:: Record extracts ::
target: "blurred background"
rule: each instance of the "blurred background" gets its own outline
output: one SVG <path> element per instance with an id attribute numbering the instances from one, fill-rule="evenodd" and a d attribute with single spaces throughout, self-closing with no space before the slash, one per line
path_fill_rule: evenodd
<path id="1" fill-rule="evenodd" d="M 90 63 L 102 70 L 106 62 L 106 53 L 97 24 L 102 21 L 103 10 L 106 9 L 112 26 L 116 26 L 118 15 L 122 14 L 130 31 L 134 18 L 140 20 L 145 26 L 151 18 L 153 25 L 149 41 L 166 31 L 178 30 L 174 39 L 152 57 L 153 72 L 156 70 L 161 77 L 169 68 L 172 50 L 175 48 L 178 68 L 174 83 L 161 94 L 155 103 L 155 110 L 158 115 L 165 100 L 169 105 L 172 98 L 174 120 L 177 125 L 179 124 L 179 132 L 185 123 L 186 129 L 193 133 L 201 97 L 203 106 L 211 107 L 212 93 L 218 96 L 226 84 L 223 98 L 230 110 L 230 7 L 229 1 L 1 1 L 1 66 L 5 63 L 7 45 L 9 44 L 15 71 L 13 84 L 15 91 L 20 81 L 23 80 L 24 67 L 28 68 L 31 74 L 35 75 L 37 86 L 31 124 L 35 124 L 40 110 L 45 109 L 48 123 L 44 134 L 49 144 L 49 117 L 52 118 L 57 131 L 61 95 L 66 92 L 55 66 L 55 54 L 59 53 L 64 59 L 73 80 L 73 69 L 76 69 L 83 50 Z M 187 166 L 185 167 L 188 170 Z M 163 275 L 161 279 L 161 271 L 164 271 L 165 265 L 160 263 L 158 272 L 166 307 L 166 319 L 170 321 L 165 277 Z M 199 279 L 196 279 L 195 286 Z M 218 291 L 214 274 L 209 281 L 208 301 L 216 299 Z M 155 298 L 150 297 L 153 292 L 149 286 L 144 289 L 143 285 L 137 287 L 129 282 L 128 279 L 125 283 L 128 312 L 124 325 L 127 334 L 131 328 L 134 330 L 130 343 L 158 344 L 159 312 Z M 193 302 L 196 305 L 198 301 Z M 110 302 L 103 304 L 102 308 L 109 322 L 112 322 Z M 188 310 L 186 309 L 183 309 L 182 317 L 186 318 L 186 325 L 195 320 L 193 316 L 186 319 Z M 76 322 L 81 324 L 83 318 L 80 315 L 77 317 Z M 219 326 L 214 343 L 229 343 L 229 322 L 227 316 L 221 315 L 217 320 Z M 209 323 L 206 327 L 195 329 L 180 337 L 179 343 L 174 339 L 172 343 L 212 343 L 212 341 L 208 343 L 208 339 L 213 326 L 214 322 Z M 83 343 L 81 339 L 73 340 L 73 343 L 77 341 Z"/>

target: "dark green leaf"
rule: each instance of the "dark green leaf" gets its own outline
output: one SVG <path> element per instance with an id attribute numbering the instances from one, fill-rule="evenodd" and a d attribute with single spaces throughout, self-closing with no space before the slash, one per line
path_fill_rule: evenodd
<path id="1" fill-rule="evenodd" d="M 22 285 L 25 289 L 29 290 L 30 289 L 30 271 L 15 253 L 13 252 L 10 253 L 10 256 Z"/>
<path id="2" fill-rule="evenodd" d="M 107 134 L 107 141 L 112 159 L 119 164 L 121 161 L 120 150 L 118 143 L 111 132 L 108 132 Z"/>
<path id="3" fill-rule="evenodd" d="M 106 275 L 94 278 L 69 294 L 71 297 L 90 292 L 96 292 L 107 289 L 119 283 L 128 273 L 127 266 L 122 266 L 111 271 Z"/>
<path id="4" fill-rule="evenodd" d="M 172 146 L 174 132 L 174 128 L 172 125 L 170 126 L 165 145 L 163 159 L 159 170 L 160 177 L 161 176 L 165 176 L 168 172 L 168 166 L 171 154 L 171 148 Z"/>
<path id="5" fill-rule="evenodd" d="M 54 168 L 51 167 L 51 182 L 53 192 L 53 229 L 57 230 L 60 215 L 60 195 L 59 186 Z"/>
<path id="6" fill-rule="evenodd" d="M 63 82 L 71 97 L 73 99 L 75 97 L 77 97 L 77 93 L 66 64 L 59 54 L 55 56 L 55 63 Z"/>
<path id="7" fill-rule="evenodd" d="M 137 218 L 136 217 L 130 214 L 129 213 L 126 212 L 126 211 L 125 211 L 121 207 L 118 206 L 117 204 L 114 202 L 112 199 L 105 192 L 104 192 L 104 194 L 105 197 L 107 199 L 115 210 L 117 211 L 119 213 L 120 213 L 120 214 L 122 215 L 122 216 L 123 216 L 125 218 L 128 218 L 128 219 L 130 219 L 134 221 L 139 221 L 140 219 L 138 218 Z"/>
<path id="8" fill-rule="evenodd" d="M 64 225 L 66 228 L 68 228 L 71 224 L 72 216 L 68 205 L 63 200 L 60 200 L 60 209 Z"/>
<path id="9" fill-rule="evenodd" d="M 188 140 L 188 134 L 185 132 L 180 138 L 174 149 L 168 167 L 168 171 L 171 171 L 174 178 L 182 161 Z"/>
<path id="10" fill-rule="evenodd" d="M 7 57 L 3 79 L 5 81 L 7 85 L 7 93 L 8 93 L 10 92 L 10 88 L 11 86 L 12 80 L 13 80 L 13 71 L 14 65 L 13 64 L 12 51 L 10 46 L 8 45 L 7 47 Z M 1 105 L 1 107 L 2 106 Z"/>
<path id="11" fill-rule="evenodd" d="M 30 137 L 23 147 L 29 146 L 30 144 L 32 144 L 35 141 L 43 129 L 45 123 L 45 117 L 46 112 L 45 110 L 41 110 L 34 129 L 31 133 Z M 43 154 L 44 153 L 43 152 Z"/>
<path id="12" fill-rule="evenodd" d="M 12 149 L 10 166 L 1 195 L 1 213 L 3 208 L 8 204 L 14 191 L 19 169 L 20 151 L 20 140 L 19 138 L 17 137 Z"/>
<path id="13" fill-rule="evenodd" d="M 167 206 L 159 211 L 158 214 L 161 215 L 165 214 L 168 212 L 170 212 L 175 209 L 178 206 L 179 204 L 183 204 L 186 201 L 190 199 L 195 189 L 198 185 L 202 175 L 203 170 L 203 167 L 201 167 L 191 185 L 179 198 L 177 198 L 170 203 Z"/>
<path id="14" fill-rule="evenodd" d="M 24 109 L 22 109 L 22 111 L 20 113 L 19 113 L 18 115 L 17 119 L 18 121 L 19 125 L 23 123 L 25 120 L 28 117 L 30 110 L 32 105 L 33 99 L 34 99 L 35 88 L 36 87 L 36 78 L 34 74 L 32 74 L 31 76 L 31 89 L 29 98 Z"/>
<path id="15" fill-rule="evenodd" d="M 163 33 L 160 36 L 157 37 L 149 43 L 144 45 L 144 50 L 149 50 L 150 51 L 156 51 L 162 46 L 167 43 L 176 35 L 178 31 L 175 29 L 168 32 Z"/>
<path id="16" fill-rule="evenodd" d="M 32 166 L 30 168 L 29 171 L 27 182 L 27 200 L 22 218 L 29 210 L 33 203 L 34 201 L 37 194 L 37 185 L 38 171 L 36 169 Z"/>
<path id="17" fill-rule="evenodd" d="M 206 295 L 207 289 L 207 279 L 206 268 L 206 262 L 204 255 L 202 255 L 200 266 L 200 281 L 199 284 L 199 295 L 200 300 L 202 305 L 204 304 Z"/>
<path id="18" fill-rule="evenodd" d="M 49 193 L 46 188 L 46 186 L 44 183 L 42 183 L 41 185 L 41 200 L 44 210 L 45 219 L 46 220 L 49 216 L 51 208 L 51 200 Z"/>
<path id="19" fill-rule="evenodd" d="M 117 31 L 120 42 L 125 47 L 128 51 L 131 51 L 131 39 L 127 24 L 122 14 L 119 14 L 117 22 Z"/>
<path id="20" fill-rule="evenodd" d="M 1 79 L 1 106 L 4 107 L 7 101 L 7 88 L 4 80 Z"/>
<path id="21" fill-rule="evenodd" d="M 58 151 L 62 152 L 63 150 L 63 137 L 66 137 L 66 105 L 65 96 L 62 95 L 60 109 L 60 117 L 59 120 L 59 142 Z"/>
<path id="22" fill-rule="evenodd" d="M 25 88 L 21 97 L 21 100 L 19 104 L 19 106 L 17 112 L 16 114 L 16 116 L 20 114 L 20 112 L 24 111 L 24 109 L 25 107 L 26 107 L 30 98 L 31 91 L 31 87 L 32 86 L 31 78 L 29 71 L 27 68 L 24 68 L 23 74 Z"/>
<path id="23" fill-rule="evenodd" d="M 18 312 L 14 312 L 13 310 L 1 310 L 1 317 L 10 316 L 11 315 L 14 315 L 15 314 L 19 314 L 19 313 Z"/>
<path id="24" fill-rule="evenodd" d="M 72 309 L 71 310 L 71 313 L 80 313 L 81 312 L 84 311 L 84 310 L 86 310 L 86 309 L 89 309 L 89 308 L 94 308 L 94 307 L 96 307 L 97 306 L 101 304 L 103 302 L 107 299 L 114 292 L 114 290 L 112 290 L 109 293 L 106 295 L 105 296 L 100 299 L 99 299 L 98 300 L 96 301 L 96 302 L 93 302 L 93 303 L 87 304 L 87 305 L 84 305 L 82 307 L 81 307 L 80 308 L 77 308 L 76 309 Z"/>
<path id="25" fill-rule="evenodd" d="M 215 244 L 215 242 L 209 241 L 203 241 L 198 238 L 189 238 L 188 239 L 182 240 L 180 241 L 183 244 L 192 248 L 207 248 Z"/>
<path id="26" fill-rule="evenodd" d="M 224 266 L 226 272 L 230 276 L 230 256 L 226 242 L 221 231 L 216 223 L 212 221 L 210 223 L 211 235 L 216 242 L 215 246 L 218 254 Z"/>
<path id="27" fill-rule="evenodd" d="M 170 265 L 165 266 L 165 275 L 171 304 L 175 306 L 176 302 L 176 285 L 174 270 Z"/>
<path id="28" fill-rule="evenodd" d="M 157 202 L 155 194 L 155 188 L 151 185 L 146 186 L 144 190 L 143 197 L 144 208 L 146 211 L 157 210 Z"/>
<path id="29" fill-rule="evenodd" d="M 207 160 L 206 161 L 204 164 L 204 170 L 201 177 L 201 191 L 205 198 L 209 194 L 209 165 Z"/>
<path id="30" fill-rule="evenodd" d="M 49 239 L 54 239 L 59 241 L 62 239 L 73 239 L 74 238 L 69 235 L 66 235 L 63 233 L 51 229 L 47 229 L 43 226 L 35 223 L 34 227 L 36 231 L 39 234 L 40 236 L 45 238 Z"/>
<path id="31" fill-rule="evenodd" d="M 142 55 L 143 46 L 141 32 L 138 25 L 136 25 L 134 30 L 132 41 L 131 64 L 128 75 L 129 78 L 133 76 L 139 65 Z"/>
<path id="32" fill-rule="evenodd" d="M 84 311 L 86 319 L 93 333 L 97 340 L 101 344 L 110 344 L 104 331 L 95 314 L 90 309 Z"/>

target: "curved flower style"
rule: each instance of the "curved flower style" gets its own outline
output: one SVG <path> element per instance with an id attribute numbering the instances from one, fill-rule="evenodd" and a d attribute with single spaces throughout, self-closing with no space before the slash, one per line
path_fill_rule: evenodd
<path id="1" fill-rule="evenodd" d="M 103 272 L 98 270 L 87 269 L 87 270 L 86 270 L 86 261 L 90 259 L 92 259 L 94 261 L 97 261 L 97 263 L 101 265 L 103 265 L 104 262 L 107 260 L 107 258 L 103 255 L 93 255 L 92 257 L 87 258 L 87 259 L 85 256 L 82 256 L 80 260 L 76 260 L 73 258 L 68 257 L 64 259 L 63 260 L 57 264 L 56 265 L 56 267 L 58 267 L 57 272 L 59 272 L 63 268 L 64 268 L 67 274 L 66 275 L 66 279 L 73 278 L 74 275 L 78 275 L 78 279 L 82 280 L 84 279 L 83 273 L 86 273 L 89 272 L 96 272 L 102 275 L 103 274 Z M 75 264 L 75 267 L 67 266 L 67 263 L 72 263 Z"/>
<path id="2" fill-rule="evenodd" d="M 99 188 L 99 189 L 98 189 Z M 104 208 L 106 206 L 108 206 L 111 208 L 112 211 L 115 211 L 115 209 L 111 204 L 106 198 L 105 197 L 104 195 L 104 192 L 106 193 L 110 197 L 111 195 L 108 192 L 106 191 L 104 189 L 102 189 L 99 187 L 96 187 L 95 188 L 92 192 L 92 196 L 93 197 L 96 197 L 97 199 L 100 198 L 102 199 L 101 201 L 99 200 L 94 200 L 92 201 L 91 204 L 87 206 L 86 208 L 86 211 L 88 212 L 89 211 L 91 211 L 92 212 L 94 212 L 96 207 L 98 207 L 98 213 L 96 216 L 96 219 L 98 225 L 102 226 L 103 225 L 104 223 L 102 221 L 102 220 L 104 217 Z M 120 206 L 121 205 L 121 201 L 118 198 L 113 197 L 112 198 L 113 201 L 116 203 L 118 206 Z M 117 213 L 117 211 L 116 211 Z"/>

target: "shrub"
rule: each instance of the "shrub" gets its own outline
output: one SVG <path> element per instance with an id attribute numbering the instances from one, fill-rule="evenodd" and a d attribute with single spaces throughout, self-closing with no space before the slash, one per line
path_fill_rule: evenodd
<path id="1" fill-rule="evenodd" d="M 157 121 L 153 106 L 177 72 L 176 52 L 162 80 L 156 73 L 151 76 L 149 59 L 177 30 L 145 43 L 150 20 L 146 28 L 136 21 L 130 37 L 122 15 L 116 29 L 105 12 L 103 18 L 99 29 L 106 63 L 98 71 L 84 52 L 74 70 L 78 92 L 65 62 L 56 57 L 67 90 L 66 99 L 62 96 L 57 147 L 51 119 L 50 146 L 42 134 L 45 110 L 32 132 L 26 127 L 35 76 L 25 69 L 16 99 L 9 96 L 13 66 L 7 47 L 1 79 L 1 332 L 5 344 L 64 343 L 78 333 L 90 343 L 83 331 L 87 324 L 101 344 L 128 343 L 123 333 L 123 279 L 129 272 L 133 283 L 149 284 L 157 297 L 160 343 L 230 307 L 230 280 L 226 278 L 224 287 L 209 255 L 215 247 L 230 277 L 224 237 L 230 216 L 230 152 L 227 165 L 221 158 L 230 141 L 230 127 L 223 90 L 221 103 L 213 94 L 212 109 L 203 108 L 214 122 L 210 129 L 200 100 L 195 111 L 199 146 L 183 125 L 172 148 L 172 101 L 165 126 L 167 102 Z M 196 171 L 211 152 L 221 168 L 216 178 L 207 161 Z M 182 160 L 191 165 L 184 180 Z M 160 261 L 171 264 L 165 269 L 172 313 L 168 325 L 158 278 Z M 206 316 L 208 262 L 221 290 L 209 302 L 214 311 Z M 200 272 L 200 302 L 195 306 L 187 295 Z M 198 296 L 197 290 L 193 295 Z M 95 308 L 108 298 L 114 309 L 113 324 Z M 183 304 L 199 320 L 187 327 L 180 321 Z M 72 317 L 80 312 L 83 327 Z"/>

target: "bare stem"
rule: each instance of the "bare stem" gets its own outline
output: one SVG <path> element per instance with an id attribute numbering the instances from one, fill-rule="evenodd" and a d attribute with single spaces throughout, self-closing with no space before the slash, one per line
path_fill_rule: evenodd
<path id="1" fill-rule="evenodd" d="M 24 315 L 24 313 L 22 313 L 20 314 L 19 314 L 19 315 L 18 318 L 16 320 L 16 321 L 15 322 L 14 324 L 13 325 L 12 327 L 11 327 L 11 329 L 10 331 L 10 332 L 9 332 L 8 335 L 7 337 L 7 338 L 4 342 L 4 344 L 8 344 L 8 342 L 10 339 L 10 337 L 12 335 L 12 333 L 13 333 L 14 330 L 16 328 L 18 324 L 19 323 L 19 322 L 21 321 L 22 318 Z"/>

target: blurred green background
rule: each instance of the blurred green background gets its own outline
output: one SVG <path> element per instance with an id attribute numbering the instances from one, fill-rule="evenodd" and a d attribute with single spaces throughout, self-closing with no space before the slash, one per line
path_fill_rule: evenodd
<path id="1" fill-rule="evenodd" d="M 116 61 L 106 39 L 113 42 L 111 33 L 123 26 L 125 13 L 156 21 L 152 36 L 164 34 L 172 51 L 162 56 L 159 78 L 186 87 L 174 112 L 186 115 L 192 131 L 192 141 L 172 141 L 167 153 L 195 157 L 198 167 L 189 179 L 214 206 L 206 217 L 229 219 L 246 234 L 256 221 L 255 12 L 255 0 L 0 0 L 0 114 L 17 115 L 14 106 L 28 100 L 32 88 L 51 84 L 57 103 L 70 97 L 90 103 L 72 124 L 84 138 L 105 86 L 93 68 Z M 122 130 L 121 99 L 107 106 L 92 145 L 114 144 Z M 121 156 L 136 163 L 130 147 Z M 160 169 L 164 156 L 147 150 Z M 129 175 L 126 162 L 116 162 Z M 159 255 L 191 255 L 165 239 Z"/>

:: Task ::
Find the line with "target: blurred green background" in the listing above, then write out that line and each remaining line exactly, with no other text.

:: Answer to the exercise ::
target: blurred green background
rule: each instance of the blurred green background gets its own outline
output: one SVG <path> element per instance with an id attribute numbering the instances from one, fill-rule="evenodd" and a d attribute with single spaces throughout, self-closing with no space before the slash, one per line
path_fill_rule: evenodd
<path id="1" fill-rule="evenodd" d="M 116 61 L 106 39 L 113 42 L 111 33 L 123 26 L 125 13 L 156 21 L 152 36 L 164 34 L 172 51 L 162 56 L 159 78 L 186 87 L 174 112 L 186 115 L 192 131 L 192 141 L 172 141 L 167 153 L 195 157 L 198 167 L 189 179 L 214 206 L 206 217 L 229 219 L 246 234 L 256 221 L 255 12 L 255 0 L 0 0 L 0 114 L 17 115 L 14 106 L 28 100 L 32 88 L 51 84 L 57 103 L 70 97 L 90 103 L 72 124 L 84 138 L 105 86 L 93 68 Z M 122 130 L 121 99 L 107 106 L 92 145 L 114 144 Z M 121 156 L 136 163 L 130 147 Z M 160 169 L 164 156 L 147 150 Z M 129 175 L 126 162 L 116 162 Z M 159 255 L 191 255 L 165 239 Z"/>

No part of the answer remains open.